TASK — Output all the data exactly.

RECORD EXCERPTS —
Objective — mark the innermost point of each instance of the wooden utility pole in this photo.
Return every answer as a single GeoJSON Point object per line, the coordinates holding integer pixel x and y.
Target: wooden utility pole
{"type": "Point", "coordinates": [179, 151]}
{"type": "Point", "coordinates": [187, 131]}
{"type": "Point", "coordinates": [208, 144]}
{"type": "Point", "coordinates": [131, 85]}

COMPLETED EXERCISE —
Objective — mark the innermost point of each instance of the wooden utility pole in this photo.
Return every answer as a single GeoJSON Point object per line, the coordinates holding integer pixel x and y.
Target: wooden utility pole
{"type": "Point", "coordinates": [179, 151]}
{"type": "Point", "coordinates": [187, 131]}
{"type": "Point", "coordinates": [208, 144]}
{"type": "Point", "coordinates": [131, 85]}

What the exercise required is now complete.